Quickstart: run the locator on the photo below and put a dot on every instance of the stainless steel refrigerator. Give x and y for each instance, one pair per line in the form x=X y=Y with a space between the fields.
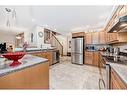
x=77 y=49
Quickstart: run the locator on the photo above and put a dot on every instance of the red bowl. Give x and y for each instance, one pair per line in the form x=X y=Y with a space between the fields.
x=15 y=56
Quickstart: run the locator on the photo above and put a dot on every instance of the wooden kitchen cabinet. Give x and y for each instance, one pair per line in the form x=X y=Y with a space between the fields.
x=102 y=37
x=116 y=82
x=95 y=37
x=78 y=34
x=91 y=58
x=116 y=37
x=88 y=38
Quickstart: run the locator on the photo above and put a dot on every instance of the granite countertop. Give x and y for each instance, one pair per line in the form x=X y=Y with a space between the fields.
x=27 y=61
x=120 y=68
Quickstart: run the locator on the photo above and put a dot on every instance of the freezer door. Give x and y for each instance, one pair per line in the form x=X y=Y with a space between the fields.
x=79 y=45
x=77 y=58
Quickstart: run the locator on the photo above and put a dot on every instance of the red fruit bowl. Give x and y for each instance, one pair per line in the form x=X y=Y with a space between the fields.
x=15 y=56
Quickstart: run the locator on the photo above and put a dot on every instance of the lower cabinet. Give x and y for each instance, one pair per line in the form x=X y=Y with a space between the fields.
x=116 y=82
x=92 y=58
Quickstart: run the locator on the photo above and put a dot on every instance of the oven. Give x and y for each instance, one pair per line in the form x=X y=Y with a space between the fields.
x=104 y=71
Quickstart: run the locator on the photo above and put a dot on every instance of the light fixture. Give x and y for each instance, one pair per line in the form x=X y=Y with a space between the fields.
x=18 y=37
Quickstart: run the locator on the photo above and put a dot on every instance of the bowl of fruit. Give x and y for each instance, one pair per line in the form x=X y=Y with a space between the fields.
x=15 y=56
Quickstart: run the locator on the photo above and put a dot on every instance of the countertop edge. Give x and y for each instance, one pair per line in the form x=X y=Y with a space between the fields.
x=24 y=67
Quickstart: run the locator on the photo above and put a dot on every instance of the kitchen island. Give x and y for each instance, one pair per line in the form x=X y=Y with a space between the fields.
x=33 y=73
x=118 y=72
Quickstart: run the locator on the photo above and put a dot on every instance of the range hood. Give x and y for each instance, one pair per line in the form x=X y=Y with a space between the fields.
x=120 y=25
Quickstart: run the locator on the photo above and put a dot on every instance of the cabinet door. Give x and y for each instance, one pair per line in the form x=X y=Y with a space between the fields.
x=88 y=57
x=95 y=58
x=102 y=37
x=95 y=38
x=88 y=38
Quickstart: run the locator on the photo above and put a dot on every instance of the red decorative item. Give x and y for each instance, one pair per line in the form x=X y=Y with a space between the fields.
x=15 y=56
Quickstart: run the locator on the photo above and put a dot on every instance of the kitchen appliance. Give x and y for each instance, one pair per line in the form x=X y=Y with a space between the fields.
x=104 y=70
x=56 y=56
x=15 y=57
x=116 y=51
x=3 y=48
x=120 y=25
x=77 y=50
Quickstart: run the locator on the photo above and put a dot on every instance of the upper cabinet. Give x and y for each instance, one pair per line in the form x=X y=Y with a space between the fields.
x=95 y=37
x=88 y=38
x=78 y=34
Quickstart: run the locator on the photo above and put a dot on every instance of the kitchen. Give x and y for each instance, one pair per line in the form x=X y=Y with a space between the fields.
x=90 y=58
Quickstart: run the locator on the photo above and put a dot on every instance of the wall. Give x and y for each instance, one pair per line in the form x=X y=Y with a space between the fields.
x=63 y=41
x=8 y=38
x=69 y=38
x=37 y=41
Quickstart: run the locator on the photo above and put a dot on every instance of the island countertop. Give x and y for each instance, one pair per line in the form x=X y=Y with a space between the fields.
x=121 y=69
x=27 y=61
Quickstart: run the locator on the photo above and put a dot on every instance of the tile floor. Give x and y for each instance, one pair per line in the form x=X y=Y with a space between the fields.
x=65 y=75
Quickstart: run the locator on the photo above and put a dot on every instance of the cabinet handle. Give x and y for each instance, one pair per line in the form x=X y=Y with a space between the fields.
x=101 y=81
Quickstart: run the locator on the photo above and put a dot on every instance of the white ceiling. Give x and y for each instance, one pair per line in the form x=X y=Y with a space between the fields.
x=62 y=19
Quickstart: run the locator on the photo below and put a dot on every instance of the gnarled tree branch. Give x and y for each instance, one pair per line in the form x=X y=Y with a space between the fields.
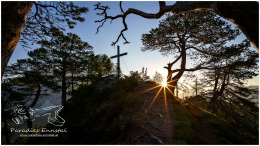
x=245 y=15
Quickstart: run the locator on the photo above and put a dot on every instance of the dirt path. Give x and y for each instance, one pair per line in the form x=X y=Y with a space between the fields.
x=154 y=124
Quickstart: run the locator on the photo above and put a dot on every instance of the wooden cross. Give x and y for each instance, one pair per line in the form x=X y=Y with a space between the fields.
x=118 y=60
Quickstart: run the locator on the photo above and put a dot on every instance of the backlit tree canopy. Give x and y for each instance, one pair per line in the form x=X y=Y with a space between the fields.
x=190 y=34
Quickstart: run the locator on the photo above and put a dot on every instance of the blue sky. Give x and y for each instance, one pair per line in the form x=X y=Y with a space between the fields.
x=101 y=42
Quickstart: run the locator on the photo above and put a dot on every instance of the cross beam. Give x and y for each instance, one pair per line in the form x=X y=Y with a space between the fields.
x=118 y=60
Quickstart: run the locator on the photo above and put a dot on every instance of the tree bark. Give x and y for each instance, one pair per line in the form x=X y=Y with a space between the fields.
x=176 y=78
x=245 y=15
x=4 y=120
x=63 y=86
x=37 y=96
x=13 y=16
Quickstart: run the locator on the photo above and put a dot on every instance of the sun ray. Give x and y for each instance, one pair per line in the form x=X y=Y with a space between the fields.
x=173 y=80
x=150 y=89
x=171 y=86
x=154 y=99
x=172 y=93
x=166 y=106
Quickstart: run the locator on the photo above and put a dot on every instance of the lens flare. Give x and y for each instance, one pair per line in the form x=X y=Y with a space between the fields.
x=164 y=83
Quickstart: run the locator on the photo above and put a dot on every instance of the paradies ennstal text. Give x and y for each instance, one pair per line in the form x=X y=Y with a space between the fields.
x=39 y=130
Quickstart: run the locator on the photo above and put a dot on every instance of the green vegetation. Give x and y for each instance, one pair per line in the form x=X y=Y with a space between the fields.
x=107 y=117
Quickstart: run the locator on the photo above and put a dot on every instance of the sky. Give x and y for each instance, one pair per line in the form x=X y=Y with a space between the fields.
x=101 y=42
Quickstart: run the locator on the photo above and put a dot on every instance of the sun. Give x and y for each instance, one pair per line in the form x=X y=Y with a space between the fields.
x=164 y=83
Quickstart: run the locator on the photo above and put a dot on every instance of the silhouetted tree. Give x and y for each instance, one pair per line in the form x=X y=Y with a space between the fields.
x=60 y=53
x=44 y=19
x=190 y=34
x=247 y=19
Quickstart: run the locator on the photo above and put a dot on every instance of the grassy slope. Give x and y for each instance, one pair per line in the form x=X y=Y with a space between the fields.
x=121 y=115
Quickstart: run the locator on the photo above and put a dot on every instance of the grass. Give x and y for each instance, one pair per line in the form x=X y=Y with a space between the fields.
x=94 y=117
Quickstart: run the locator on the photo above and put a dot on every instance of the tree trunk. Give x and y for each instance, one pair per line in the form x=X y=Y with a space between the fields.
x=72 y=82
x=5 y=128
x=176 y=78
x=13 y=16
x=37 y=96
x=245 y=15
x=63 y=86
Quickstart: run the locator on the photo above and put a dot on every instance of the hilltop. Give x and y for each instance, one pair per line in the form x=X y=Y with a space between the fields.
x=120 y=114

==

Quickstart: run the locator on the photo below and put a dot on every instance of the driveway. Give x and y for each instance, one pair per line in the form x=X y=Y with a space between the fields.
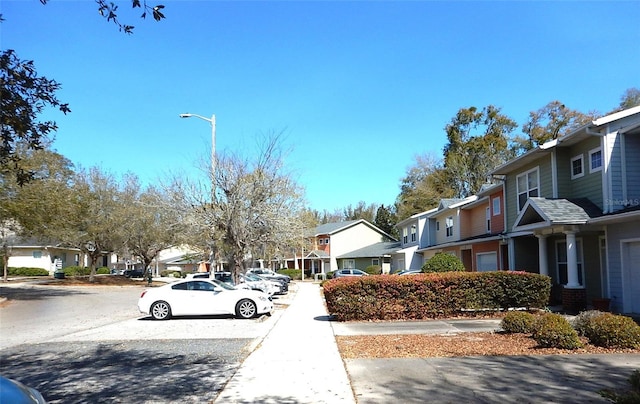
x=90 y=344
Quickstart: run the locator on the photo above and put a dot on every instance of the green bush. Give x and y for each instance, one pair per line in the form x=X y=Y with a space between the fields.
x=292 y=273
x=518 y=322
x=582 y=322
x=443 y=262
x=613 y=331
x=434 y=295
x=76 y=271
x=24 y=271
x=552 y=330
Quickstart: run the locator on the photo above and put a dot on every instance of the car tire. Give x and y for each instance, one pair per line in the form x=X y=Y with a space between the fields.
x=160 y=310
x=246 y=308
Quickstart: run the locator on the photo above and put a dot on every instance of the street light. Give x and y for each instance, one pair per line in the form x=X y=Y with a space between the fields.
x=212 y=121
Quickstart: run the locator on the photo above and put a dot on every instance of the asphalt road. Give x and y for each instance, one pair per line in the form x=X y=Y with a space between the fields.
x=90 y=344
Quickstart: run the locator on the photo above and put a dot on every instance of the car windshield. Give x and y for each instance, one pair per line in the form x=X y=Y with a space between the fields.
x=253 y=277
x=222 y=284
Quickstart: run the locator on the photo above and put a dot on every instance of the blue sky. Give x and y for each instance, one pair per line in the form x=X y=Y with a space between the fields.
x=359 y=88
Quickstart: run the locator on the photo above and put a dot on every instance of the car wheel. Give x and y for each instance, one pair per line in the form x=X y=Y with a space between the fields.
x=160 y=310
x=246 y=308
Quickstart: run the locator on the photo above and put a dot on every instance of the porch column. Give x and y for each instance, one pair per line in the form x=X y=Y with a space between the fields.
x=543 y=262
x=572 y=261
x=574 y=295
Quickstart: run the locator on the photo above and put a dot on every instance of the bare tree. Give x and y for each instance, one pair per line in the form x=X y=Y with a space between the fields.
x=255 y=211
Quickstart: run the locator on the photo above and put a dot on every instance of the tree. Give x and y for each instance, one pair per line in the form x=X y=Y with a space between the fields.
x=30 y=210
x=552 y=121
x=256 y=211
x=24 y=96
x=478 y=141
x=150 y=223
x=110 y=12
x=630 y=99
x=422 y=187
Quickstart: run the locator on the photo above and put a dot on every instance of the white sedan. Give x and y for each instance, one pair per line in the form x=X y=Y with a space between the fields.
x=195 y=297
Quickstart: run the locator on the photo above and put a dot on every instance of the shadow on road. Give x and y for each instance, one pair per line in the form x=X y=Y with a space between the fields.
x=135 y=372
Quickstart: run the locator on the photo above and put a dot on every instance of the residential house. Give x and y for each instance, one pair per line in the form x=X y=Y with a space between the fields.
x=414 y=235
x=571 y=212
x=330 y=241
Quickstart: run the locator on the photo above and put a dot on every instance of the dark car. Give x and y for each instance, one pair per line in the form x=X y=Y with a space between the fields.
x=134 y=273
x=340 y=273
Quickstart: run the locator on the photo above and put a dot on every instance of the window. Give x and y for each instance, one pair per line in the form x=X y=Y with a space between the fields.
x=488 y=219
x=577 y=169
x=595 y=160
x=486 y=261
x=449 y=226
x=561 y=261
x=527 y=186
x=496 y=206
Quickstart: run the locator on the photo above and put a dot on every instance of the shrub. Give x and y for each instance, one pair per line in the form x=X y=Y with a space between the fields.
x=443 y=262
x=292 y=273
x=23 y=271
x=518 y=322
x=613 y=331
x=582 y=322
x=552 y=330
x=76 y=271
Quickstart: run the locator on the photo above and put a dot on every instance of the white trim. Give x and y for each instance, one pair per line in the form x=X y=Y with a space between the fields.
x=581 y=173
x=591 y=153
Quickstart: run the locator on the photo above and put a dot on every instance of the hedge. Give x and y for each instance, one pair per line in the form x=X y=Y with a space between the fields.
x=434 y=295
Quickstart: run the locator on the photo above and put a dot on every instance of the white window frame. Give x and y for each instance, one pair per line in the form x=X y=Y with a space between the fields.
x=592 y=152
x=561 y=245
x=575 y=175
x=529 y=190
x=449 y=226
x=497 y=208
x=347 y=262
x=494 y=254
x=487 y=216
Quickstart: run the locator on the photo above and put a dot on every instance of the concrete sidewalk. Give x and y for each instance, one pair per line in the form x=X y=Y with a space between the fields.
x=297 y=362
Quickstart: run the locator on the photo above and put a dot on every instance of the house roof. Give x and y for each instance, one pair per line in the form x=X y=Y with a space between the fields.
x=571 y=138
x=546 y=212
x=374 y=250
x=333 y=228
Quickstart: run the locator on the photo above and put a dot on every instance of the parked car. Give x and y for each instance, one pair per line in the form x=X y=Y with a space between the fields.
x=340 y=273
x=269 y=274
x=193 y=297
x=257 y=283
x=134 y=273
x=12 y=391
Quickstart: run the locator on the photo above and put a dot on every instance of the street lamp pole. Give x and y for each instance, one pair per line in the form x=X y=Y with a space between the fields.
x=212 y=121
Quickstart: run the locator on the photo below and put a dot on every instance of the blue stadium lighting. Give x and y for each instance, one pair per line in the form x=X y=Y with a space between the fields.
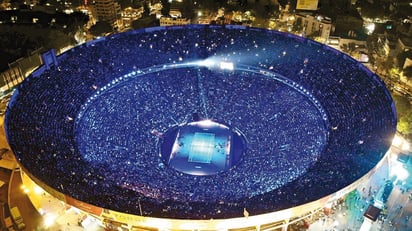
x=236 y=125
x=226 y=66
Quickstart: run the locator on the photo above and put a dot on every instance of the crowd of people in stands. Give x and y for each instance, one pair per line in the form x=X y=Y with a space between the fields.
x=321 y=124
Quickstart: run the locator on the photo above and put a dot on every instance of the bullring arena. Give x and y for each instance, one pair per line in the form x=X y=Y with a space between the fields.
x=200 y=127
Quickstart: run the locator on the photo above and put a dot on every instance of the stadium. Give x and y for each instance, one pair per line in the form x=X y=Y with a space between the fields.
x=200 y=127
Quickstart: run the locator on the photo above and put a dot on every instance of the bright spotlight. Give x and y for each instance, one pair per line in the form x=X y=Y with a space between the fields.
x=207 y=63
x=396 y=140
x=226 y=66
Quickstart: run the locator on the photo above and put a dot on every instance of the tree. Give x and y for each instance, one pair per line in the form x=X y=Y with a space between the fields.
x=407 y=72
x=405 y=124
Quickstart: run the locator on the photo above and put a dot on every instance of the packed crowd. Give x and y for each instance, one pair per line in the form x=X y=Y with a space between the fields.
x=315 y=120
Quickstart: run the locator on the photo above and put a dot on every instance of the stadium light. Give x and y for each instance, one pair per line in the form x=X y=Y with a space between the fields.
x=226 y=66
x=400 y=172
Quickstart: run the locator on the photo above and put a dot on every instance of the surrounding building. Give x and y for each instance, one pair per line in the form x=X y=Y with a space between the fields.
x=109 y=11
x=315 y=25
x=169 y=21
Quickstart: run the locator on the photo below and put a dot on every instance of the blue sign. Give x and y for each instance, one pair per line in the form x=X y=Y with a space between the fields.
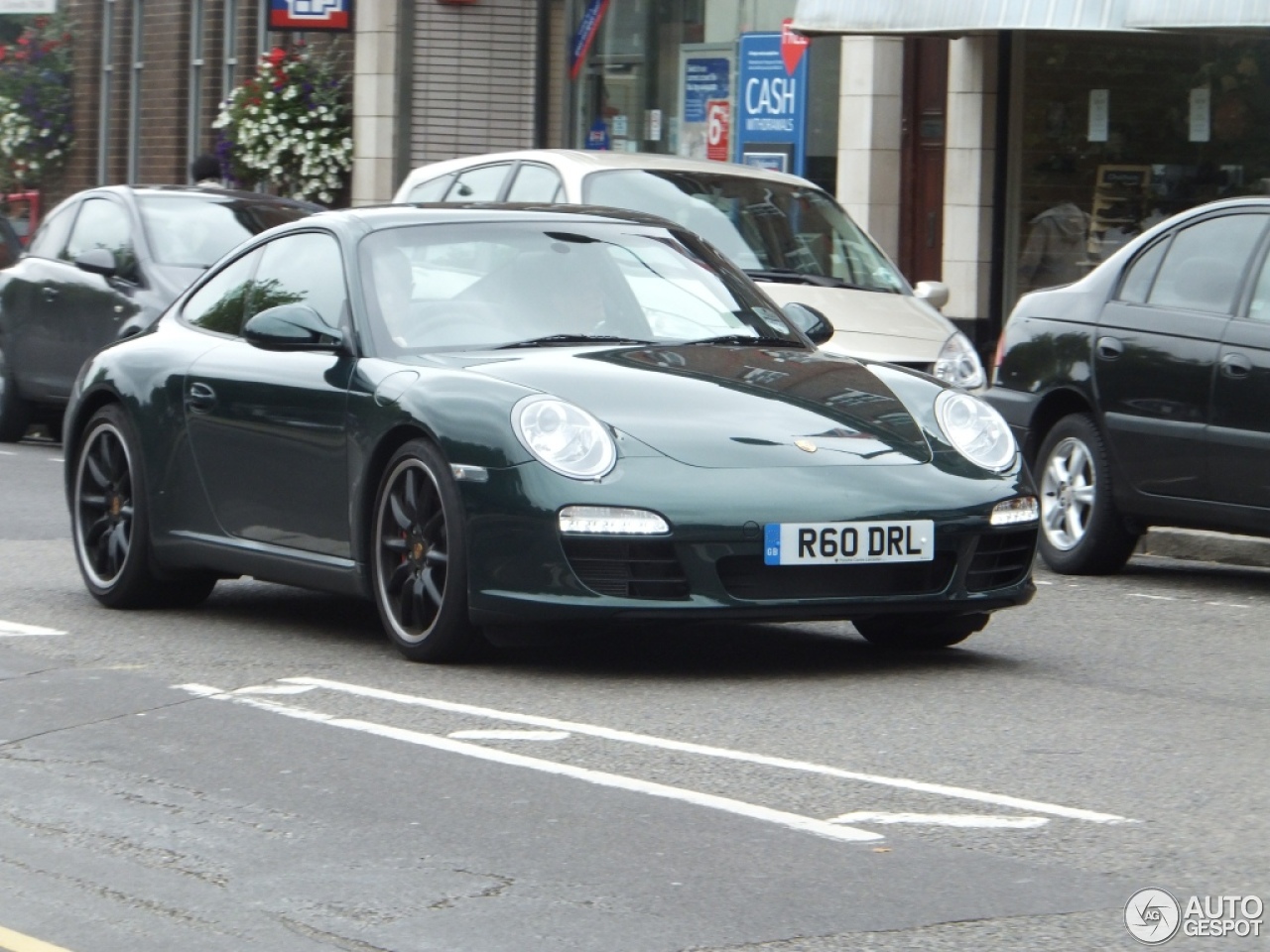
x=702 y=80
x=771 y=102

* **Prompt**
Rename "stadium light" to "floodlight" in the entries, starting at the line that has "the stadium light." and stopping after the line that has "x=400 y=172". Give back only those lines, with nothing else changed.

* **Correct response**
Quickstart: run the locator on the photo above and put a dot on every instance of the floodlight. Give x and y for each instance, one pair per line in the form x=X y=Y with a space between the fields.
x=226 y=66
x=400 y=172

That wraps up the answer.